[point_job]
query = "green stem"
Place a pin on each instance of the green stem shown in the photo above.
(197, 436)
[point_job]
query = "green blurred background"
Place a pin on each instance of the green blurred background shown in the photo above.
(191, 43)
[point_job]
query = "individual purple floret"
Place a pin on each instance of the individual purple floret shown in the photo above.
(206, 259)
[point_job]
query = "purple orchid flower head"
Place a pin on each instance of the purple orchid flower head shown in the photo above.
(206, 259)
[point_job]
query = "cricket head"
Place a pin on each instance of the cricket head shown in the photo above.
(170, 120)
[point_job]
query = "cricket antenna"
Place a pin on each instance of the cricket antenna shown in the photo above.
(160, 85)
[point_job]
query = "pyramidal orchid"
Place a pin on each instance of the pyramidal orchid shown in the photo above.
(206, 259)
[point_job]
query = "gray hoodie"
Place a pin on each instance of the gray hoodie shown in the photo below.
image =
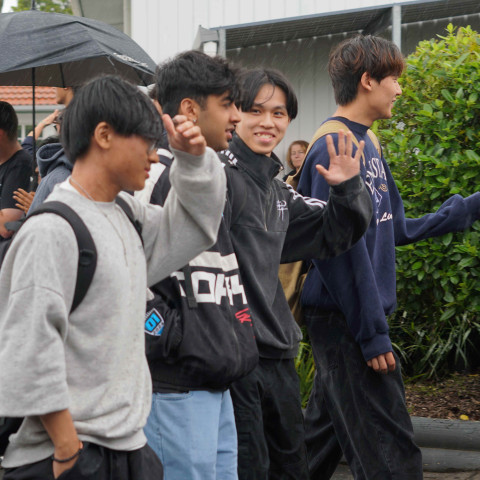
(93, 361)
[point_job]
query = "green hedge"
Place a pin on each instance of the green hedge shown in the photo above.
(432, 145)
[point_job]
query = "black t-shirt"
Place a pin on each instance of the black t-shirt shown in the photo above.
(14, 173)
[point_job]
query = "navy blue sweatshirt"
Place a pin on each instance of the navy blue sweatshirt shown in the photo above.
(361, 283)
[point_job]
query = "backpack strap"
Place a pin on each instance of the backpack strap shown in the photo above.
(87, 253)
(128, 212)
(327, 128)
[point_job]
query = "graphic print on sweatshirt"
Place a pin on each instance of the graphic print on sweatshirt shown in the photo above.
(376, 181)
(215, 278)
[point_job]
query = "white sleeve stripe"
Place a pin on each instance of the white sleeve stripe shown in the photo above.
(307, 200)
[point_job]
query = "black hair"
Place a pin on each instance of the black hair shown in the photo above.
(251, 81)
(8, 120)
(363, 53)
(193, 74)
(114, 101)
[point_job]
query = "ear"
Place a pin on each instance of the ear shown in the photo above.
(103, 135)
(190, 108)
(366, 81)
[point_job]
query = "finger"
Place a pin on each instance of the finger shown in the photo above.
(359, 151)
(322, 170)
(349, 147)
(374, 364)
(390, 359)
(382, 364)
(341, 143)
(168, 124)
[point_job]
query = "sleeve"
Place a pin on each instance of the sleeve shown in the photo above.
(27, 144)
(36, 291)
(454, 215)
(349, 278)
(17, 177)
(321, 229)
(189, 221)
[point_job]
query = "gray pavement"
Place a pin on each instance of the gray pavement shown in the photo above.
(343, 473)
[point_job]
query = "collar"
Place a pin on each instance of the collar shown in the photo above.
(261, 168)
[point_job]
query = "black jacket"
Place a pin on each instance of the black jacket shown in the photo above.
(199, 333)
(273, 224)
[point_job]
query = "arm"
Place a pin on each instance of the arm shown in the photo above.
(319, 231)
(44, 123)
(17, 177)
(349, 279)
(8, 215)
(33, 373)
(61, 430)
(189, 221)
(454, 215)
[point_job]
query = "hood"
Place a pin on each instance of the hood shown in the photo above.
(51, 156)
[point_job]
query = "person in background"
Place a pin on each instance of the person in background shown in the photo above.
(295, 157)
(15, 168)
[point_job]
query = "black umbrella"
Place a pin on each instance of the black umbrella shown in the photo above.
(58, 50)
(65, 50)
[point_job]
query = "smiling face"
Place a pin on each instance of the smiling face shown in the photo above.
(217, 120)
(297, 155)
(383, 96)
(264, 125)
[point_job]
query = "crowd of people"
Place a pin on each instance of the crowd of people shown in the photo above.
(179, 361)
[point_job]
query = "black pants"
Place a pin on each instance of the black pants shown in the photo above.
(355, 410)
(97, 463)
(268, 415)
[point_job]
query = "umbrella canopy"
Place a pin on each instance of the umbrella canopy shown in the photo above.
(65, 51)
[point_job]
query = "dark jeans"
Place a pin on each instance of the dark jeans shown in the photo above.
(354, 410)
(268, 415)
(97, 463)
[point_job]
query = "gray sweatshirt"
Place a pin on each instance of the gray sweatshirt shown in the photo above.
(92, 362)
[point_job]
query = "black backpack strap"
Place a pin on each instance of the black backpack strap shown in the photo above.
(128, 212)
(87, 253)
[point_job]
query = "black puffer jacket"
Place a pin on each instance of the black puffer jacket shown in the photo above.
(272, 224)
(199, 332)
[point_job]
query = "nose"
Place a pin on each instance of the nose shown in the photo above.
____________________
* [Exercise]: Every entry above needs to be copied exactly, and no pictures go with it.

* [Response]:
[point_job]
query = "green stem"
Place a pin on each instance of the green stem shown in the photo above.
(197, 436)
[point_job]
query = "green blurred background"
Place a pin on each instance of the green blurred background shown in the photo above.
(191, 43)
[point_job]
query = "individual purple floret"
Place a pin on each instance of the individual purple floret shown in the photo above.
(206, 259)
[point_job]
query = "purple orchid flower head"
Place a pin on each instance of the purple orchid flower head shown in the photo above.
(206, 259)
[point_job]
query = "cricket head"
Place a pin on each instance of the cricket head shown in the photo above.
(170, 120)
[point_job]
query = "cricket antenna"
Place a pin on each instance of the cricket antenna shown in the photo above.
(160, 85)
[point_job]
query = "pyramidal orchid"
Place a pin on each instance of the pyramidal orchid shown in the photo above.
(206, 259)
[point_job]
query = "gray hoodie"
Place a pin on each instance of the gray hoodie shown in the photo below.
image =
(93, 361)
[point_job]
query = "green hedge"
Place a pin on each instance of the green hedge shown in the photo above.
(432, 145)
[point_job]
query = "black t-shirt"
Place a pin on each instance of the black t-shirt shown in the photo above.
(14, 173)
[point_job]
query = "navy blue sweatshirt"
Place a pin on each instance of the navy blue sweatshirt shown in the photo above.
(361, 283)
[point_job]
query = "backpack strap"
Place a pin on each instance of the backpack strap shown in the photo above.
(87, 253)
(128, 212)
(327, 128)
[point_job]
query = "graphic print on sweatshirt"
Place a pin on each instance of the graphic print on sweatshirt shown in the photo above.
(376, 181)
(215, 278)
[point_job]
query = "white sleeve stripe"
Place a pin on each instance of the white sleeve stripe shown in the photo above.
(307, 200)
[point_job]
query = "black hair"
Place a pin on each instance of the black hair shown in the photo above.
(251, 81)
(8, 120)
(363, 53)
(193, 74)
(114, 101)
[point_job]
query = "ear"
Place a pin on each instance of the ear shown in the photo above.
(103, 135)
(190, 108)
(366, 81)
[point_job]
query = "finger"
Place a pin on each instance of the finger shown in the photo above.
(359, 151)
(322, 170)
(349, 147)
(374, 364)
(390, 359)
(382, 364)
(341, 143)
(168, 124)
[point_job]
query = "sleeve"
Place a pin on each instance of the sleeve shown in the photo above.
(27, 144)
(36, 291)
(454, 215)
(349, 278)
(17, 177)
(321, 229)
(189, 221)
[point_job]
query = "gray pavement"
Place a pin on each instance of the gray pavement shown in the photo above.
(343, 473)
[point_job]
query = "collar"
Place a pin on each instance of the collar shown in the photo above.
(261, 168)
[point_job]
query = "black jacket"
Place a pin on each instance of the black jacket shown in the photo above.
(199, 333)
(273, 224)
[point_job]
query = "arm"
Place a pin on each instance of the arm shown in the photo above.
(319, 231)
(44, 123)
(17, 177)
(349, 279)
(8, 215)
(33, 373)
(61, 430)
(189, 221)
(454, 215)
[point_job]
query = "hood"
Place a pin on each instance of the hood shown in the photo above.
(51, 156)
[point_job]
query = "person in background"
Place a pin on each instance of the person in background shown in the photo above.
(295, 157)
(15, 168)
[point_job]
query = "black umbrella"
Place a pin on each instance of the black umbrella shown in the photo above.
(58, 50)
(65, 50)
[point_job]
query = "smiling face"
Place a pin on each instance of the smiling face shown in the photo above.
(217, 120)
(297, 155)
(383, 96)
(264, 125)
[point_job]
query = "crowd of people"
Place a pin on each instance of the crowd of people shown in the photo above.
(179, 361)
[point_job]
query = "black pants"
Place a pin on each instance of the black pants shown in the photo above.
(355, 410)
(97, 463)
(268, 415)
[point_job]
query = "umbrella canopy"
Place a pin on each instance of the umbrella canopy shown in the photo above.
(65, 51)
[point_job]
query = "dark jeans"
Place a pin on each instance of the dark jeans shown in the photo above.
(354, 410)
(268, 415)
(97, 463)
[point_job]
query = "gray sweatshirt"
Place a pin on each instance of the gray sweatshirt shown in the photo above.
(92, 362)
[point_job]
query = "black backpack strap"
Place a pin on each instance of the black backpack strap shown in the photo above.
(128, 212)
(87, 253)
[point_job]
query = "black puffer jacket"
Place a pin on each instance of the black puffer jacket shown in the photo above.
(272, 224)
(199, 332)
[point_job]
query = "nose"
Place a pin on each instance of the nose shown in the photo above.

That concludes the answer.